[[ Stored data, beginning ]]

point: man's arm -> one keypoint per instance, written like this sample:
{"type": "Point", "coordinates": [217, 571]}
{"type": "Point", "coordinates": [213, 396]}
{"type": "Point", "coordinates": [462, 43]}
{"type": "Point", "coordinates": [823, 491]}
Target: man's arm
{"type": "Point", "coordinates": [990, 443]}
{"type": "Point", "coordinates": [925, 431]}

[[ Stored data, end ]]

> To do
Each line of the material above needs to be returned exactly as written.

> Reply to the exercise
point: man's arm -> one keypoint per instance, written like this sample:
{"type": "Point", "coordinates": [217, 571]}
{"type": "Point", "coordinates": [213, 396]}
{"type": "Point", "coordinates": [462, 43]}
{"type": "Point", "coordinates": [823, 491]}
Target: man's arm
{"type": "Point", "coordinates": [990, 443]}
{"type": "Point", "coordinates": [925, 431]}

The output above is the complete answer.